> [Getoonde tekst]
═══

Ingevolge het tweede en derde lid van dit artikel kunnen incidenteel door bovengenoemde categorieën personen worden geïntroduceerd van zeventien jaar en ouder. Introducé(e)s dienen te allen tijde door de gastheer/gastvrouw te worden vergezeld.
4.8 De voorzieningenrechter stelt vast dat het toegangsrecht zoals dat is vastgelegd in artikel 13, eerste lid, aanhef en onder a tot en met e, van de statuten van de [stichting] aansluit bij het door de [stichting] gestelde gebruik voor uitsluitend militaire doeleinden, hetgeen door eiseres ook niet is betwist. De voorzieningenrechter is van oordeel dat het recht van deze categorieën toegangsgerechtigden om introducé(e)s mee te nemen ook geacht moet worden uitsluitend militaire doeleinden te dienen. Het meenemen van gasten naar de [stichting] door deze categorieën toegangsgerechtigden draagt immers bij aan het kweken van begrip voor en betrokkenheid bij de (voormalige) werkkring van de – kortweg – officier.
Ook het toegangsrecht zoals dat is vastgelegd in artikel 13, eerste lid, aanhef en onder f, van de statuten van de [stichting] sluit naar het oordeel van de voorzieningenrechter aan bij het door de [stichting] gestelde gebruik voor uitsluitend militaire doeleinden. Daarbij veronderstelt de voorzieningenrechter dat het gebruik van de [stichting] door degenen die op grond van onderdeel f van de betreffende bepaling toegangsgerechtigd zijn, mede gelet op het belang van de Koninklijke Marine voor de stad [plaatsnaam], samenvalt met aangelegenheden die een militair karakter dragen. Dit geldt eveneens voor het recht van deze categorie toegangsgerechtigden om introducé(e)s mee te nemen.

═══

> [Inhoud listing]

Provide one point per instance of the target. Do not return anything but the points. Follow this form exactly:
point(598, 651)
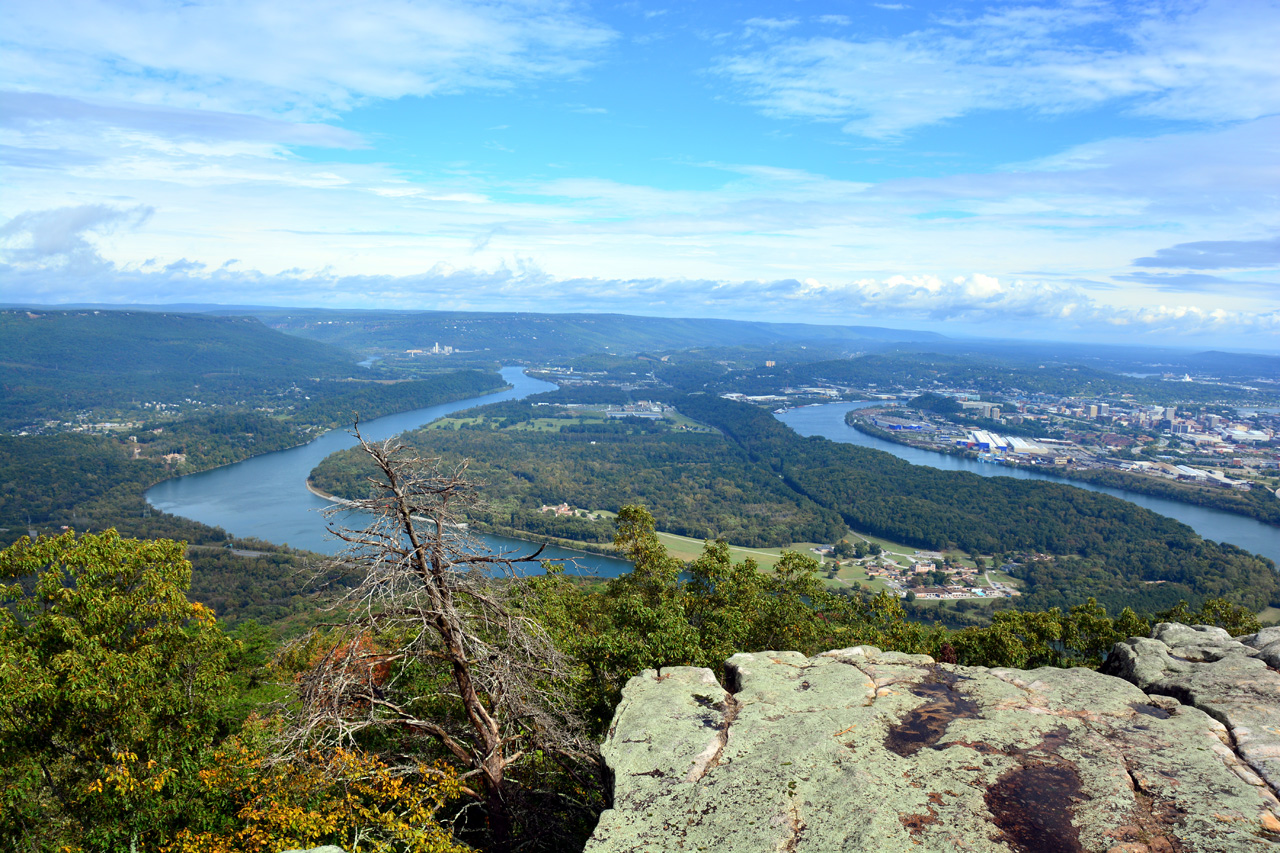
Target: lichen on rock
point(860, 749)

═══

> [Opdracht 1]
Vanaf welke leeftijd mogen personen volgens de getoonde tekst incidenteel worden geïntroduceerd?
> [Opdracht 2]
Neem uit de getoonde tekst letterlijk over vanaf "4.8 De voorzieningenrechter" tot en met "kortweg – officier.".

> [Verwacht antwoord 1]
Vanaf zeventien jaar.

> [Verwacht antwoord 2]
4.8 De voorzieningenrechter stelt vast dat het toegangsrecht zoals dat is vastgelegd in artikel 13, eerste lid, aanhef en onder a tot en met e, van de statuten van de [stichting] aansluit bij het door de [stichting] gestelde gebruik voor uitsluitend militaire doeleinden, hetgeen door eiseres ook niet is betwist. De voorzieningenrechter is van oordeel dat het recht van deze categorieën toegangsgerechtigden om introducé(e)s mee te nemen ook geacht moet worden uitsluitend militaire doeleinden te dienen. Het meenemen van gasten naar de [stichting] door deze categorieën toegangsgerechtigden draagt immers bij aan het kweken van begrip voor en betrokkenheid bij de (voormalige) werkkring van de – kortweg – officier.